Replay Semantics: How Deterministic Execution Actually Works

AGNT5 Team
4 min read

A walk through what happens when an AGNT5 run resumes after a crash — the journal, memoization, and the contract the SDK upholds.

A workflow that “resumes after a crash” sounds like magic until you own one. The hard part is not catching the crash. The hard part is guaranteeing that when the worker picks the run back up, the second execution arrives at the same state as the first — without re-running the LLM call that cost $2.30 the first time around.

AGNT5 handles this with a pair of ideas that are boring on their own and powerful together: an append-only per-run journal, and a strict contract that the SDK must wrap every non-deterministic operation in ctx.step().

Here is the contract, as it looks from a Python worker:

from agnt5 import workflow, WorkflowContext

@workflow
async def research_report(ctx: WorkflowContext, topic: str) -> dict:
    # Each step is memoized by its name within this run.
    sources = await ctx.step("gather_sources", lambda: search_web(topic))

    summaries = await ctx.step(
        "summarize_each",
        lambda: summarize_documents(sources, model="gpt-4o-mini"),
    )

    report = await ctx.step(
        "write_report",
        lambda: draft_report(topic, summaries, model="gpt-4o"),
    )

    return {"topic": topic, "report": report, "source_count": len(sources)}

Three steps, three names. Those names are load-bearing.

▸ **WORK INSTRUCTIONS**
[1] Please retype the portion of the replay semantics article between "summaries = await" and "names are load-bearing.", inclusive.
[2] Extend the replay semantics article past its last sentence shown.
The rows that come next play no part in the work here.

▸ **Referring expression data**
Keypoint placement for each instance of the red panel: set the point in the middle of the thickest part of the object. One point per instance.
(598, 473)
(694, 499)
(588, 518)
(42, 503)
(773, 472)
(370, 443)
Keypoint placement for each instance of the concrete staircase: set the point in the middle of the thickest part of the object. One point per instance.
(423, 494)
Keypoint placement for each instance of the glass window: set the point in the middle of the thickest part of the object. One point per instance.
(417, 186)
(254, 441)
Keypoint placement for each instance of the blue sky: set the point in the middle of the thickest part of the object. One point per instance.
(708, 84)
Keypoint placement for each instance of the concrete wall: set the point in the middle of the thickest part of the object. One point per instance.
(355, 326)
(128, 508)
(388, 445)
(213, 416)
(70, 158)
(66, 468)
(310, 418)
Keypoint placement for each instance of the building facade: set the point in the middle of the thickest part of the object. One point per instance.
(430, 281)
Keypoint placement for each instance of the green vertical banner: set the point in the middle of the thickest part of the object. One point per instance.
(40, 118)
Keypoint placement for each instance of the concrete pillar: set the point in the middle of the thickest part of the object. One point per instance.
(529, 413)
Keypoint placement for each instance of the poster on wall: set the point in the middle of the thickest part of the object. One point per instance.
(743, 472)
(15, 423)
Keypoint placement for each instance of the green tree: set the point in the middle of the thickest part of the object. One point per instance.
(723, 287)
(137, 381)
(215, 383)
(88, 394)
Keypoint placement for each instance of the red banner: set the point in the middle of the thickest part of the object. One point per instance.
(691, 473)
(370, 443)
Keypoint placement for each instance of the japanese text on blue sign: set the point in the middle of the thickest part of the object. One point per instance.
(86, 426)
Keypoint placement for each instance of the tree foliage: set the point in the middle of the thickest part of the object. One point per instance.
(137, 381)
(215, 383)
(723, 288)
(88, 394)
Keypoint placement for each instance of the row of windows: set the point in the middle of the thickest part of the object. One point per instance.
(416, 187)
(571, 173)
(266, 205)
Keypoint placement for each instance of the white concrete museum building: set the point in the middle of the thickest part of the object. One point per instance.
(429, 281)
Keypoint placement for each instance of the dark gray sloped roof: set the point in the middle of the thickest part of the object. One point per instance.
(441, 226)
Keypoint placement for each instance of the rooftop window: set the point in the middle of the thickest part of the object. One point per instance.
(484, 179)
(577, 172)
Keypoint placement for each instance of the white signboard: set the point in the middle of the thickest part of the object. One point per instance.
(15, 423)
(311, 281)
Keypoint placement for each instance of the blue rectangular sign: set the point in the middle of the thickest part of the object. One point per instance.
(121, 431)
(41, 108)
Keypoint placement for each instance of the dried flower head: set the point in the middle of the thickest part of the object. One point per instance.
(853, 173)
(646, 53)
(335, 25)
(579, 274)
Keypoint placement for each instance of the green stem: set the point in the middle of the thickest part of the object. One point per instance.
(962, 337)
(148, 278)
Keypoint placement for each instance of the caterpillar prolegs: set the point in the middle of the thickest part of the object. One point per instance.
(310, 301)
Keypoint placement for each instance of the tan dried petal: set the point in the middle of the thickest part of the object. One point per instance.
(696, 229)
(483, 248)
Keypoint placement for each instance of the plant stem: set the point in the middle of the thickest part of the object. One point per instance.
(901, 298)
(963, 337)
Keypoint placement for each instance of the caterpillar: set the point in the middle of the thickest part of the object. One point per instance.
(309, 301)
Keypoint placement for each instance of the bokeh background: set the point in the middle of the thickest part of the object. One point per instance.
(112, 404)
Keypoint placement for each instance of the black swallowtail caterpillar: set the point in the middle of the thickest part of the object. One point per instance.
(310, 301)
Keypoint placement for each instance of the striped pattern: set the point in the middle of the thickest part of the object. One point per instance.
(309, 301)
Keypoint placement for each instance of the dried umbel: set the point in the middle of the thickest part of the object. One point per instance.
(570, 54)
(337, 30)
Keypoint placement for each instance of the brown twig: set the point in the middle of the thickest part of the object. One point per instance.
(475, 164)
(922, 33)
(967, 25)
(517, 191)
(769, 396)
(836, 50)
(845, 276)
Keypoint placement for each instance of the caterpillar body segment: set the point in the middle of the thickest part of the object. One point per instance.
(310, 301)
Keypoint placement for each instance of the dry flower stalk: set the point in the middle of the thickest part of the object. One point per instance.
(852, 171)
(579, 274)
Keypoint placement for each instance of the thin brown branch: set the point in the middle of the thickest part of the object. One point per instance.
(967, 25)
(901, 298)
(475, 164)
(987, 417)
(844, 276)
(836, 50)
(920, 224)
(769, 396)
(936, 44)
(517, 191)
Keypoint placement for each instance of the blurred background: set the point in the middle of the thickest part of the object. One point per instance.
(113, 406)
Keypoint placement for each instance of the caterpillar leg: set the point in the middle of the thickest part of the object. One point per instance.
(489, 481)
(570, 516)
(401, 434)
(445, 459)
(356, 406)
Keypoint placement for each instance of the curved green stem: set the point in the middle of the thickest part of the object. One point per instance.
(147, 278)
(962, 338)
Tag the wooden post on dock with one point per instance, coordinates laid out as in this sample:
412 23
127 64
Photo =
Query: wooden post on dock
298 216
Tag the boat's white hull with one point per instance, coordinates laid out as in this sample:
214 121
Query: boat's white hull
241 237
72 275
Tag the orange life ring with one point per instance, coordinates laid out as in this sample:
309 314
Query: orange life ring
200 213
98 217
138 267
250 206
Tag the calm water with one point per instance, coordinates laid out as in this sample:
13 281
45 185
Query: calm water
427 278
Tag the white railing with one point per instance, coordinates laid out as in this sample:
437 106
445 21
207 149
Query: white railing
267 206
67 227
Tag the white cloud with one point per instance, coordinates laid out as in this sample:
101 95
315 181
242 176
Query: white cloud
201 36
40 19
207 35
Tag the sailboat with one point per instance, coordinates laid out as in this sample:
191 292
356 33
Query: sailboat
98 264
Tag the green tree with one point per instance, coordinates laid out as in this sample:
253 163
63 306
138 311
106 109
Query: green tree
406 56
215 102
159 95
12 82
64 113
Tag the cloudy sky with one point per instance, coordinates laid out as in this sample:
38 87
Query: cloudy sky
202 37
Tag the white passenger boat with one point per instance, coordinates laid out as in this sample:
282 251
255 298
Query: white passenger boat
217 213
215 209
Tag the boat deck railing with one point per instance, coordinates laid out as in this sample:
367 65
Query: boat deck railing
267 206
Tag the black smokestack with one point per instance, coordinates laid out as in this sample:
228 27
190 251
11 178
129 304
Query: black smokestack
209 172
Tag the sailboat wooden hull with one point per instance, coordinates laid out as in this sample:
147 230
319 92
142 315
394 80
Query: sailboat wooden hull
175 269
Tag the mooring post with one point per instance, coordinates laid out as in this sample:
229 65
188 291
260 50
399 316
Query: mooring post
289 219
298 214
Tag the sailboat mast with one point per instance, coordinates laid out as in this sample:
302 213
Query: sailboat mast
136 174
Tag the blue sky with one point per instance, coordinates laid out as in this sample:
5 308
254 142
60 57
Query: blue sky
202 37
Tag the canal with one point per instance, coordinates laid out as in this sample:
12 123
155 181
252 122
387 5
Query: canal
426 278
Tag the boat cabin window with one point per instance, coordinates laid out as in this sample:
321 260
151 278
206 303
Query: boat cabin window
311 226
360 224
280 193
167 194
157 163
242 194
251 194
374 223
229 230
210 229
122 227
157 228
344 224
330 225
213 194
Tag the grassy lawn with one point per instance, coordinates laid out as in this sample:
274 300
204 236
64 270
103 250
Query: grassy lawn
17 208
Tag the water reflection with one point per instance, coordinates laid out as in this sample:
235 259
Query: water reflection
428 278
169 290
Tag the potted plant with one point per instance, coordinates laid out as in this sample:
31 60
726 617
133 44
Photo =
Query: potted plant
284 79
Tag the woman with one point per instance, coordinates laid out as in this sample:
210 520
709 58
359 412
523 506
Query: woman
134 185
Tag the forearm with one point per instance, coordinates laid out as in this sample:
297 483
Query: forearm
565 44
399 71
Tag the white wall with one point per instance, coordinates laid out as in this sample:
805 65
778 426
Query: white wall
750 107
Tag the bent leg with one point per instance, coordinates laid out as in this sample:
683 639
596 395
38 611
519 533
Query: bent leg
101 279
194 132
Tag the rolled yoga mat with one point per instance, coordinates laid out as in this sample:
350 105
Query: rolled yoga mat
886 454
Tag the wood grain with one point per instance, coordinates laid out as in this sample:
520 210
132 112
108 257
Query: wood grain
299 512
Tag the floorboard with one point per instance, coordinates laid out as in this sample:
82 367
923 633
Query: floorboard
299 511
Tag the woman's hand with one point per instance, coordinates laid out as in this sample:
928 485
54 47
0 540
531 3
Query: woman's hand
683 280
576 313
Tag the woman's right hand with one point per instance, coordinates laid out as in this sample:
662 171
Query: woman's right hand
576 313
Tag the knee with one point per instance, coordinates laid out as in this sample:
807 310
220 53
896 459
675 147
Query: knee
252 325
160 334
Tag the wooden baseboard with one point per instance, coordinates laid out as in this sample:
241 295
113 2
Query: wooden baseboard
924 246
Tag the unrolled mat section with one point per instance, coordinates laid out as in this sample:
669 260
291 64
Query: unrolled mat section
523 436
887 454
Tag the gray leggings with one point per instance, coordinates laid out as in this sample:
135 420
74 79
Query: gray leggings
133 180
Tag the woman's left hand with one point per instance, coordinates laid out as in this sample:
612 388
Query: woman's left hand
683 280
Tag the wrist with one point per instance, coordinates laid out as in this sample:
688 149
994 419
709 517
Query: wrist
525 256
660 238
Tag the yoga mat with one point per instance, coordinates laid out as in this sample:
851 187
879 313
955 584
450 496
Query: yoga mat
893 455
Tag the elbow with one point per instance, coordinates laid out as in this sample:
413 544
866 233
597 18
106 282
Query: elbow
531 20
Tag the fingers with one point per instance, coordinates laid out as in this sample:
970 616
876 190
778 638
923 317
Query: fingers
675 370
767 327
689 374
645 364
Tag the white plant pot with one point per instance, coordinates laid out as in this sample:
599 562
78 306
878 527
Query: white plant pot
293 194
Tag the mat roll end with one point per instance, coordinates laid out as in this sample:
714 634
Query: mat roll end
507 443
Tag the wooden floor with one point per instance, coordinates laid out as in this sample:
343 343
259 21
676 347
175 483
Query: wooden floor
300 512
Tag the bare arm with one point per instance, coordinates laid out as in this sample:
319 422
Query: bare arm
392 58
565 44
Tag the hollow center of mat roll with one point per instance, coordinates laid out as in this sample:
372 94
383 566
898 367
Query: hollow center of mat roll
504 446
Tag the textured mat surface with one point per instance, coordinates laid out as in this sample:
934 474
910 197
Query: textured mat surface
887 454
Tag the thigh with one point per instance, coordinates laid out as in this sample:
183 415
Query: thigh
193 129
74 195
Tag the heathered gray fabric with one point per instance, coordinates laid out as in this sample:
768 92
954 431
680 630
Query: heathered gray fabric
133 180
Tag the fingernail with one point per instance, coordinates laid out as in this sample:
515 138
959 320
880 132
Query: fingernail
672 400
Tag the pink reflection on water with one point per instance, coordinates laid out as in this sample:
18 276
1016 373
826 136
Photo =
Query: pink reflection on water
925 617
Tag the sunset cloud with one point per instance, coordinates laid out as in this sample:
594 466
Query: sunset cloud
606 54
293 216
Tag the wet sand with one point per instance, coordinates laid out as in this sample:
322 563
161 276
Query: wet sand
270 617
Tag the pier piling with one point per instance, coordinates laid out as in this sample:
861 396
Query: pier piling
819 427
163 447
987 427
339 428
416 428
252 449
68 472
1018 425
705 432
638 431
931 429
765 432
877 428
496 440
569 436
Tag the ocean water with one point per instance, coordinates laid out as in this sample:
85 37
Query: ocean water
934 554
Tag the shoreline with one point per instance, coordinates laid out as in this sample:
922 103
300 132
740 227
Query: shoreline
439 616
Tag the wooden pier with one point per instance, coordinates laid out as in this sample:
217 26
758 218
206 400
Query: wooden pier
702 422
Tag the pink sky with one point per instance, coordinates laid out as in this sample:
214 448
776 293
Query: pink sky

▸ **TASK RESULTS**
[1]
summaries = await ctx.step(
        "summarize_each",
        lambda: summarize_documents(sources, model="gpt-4o-mini"),
    )

    report = await ctx.step(
        "write_report",
        lambda: draft_report(topic, summaries, model="gpt-4o"),
    )

    return {"topic": topic, "report": report, "source_count": len(sources)}

Three steps, three names. Those names are load-bearing.

[2]
What the runtime actually records

When the worker first executes gather_sources, it sends a step_started entry to the coordinator, which appends it to the run’s journal. The SDK runs the lambda, captures the result, and sends a step_completed entry carrying the output and token/cost metadata. Both entries are durably synced into the segment’s RocksDB WAL before the coordinator acknowledges. Same pattern for the other two steps.

If the worker process dies halfway through write_report, the journal still contains completed entries for gather_sources and summarize_each. It contains a step_started for write_report but no matching step_completed.

What happens on resume

The coordinator detects the dead worker, picks a new one, and dispatches the run with an execution_epoch bumped by one. The SDK does not care that this is a resume. It calls the same workflow function with the same input.

When the SDK hits ctx.step("gather_sources", ...), it looks the step name up in the journal. It finds a step_completed entry. It returns the cached output without running the lambda. Same for summarize_each. When it reaches write_report, the journal has a step_started but no completion, so the SDK runs the lambda fresh and appends a new completion.

From outside the workflow, the run took one execution. From inside, it took two — but the second one skipped the expensive parts.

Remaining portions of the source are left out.